Content starts

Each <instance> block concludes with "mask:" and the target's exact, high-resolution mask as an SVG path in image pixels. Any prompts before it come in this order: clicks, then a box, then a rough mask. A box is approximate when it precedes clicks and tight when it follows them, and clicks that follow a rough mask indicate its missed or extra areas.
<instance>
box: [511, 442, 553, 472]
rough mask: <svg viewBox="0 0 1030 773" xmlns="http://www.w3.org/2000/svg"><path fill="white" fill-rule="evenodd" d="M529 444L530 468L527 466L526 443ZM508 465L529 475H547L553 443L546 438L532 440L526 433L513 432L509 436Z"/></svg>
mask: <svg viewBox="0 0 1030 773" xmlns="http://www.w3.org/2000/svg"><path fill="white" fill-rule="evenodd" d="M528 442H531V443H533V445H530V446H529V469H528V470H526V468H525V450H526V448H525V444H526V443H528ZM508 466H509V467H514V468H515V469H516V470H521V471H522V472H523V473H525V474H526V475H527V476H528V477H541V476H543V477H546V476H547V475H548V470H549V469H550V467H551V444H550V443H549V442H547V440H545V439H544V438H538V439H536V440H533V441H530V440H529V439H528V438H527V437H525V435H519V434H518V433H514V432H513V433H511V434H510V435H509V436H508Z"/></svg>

Content ends

Work to be completed
From the first line to the last, transcribe the data exactly.

Finished exercise
Each <instance> block concludes with "mask:" and the target's exact, high-resolution mask as an SVG path in image pixels. Any prompts before it come in this order: clicks, then a box, then a rough mask. A box is approximate when it precedes clicks and tight when it follows them, and clicks that follow a rough mask indicate its missed or extra areas.
<instance>
box: [511, 442, 553, 472]
rough mask: <svg viewBox="0 0 1030 773" xmlns="http://www.w3.org/2000/svg"><path fill="white" fill-rule="evenodd" d="M529 444L530 468L527 466L526 443ZM508 465L529 475H547L553 443L546 438L532 440L526 433L513 432L509 436Z"/></svg>
mask: <svg viewBox="0 0 1030 773" xmlns="http://www.w3.org/2000/svg"><path fill="white" fill-rule="evenodd" d="M528 442H531V443H533V445H530V446H529V469H528V470H526V468H525V450H526V448H525V444H526V443H528ZM508 466H509V467H514V468H515V469H516V470H521V471H522V472H523V473H525V474H526V475H527V476H528V477H541V476H543V477H546V476H547V475H548V470H549V469H550V467H551V444H550V443H549V442H547V440H545V439H544V438H538V439H536V440H533V441H530V440H529V439H528V438H527V437H525V435H519V434H518V433H514V432H513V433H511V434H510V435H509V436H508Z"/></svg>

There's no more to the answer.